→ **Short problem**:
Format the entries below as a two-column CSV with the headers "prompt" and "reply", one row per entry. Enclose each field in double quotes and replace any line breaks within a field with spaces.

Start Given information

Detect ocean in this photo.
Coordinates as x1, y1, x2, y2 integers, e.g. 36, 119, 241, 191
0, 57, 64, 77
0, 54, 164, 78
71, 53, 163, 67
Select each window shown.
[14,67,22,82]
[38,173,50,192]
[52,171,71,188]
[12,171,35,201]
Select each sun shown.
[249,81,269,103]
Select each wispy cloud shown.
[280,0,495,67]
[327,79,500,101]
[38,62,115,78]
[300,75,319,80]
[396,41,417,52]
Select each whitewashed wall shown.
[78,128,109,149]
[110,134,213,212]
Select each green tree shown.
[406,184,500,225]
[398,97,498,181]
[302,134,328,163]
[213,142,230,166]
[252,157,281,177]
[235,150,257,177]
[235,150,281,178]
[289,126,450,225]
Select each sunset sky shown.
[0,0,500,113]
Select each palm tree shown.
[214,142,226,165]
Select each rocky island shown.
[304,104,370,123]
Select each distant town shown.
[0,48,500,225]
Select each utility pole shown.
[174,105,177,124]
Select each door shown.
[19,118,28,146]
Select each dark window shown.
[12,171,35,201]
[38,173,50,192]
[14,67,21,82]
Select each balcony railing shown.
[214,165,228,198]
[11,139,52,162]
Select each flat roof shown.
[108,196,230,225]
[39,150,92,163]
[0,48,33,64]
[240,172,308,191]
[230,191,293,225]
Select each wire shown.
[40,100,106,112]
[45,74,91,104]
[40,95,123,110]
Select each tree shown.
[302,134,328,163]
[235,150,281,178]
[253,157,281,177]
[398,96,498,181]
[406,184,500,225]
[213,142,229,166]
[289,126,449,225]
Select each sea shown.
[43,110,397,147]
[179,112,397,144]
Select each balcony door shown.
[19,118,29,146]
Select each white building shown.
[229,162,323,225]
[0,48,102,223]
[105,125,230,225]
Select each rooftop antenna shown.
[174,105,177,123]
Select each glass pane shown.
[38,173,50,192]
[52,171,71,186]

End Given information

→ **Output of the exercise**:
prompt,reply
"Detect ocean in this photo. Coordinates as x1, y1, x2, y2 integers, e.g. 36, 119, 241, 191","0, 57, 64, 77 0, 54, 164, 78 71, 53, 163, 67"
"Select each window shown.","[14,67,22,82] [38,173,50,192] [52,171,71,188] [12,171,35,201]"
"Select each sun shown.","[249,81,269,103]"
"Select each wispy cloud shown.","[280,0,495,67] [327,79,500,101] [38,62,115,78] [300,75,319,80] [396,41,417,52]"
"Select each whitewashed wall shown.","[78,128,109,149] [110,134,213,212]"
"Select each green tree shown.","[406,184,500,225] [398,97,498,181] [302,134,328,163] [213,142,230,166] [252,157,281,177] [235,150,257,177] [235,150,281,178] [289,126,450,225]"
"Select each sunset sky shown.","[0,0,500,113]"
"Select each palm tree shown.","[214,142,226,165]"
"Select each rocky island shown.","[304,104,370,123]"
"Select each distant town shown.","[0,48,500,225]"
"Select each utility pole shown.","[174,105,177,124]"
"Select each door shown.","[19,118,28,146]"
"Select each dark window shown.","[12,171,35,201] [38,173,50,192] [14,67,21,82]"
"Select each balcony railing shown.","[214,165,228,198] [11,139,52,162]"
"Select each flat roof shown.","[108,196,230,225] [39,150,92,163] [0,48,33,64] [240,172,308,191] [230,191,293,225]"
"Select each wire shown.","[40,100,106,112] [45,74,91,104] [40,95,123,110]"
"Select each tree shown.","[302,134,328,163] [235,150,281,178] [253,157,281,177] [398,96,498,181] [406,184,500,225] [213,142,229,166] [289,126,449,225]"
"Select each sea shown.","[43,110,397,147] [179,112,397,144]"
"Select each balcony door shown.","[19,118,29,146]"
"Select each white building shown.","[229,162,323,225] [0,48,102,223] [105,125,230,225]"
"Select each rooftop antenna shown.","[174,105,177,123]"
"Select each glass pane shown.","[38,173,50,192] [52,171,71,186]"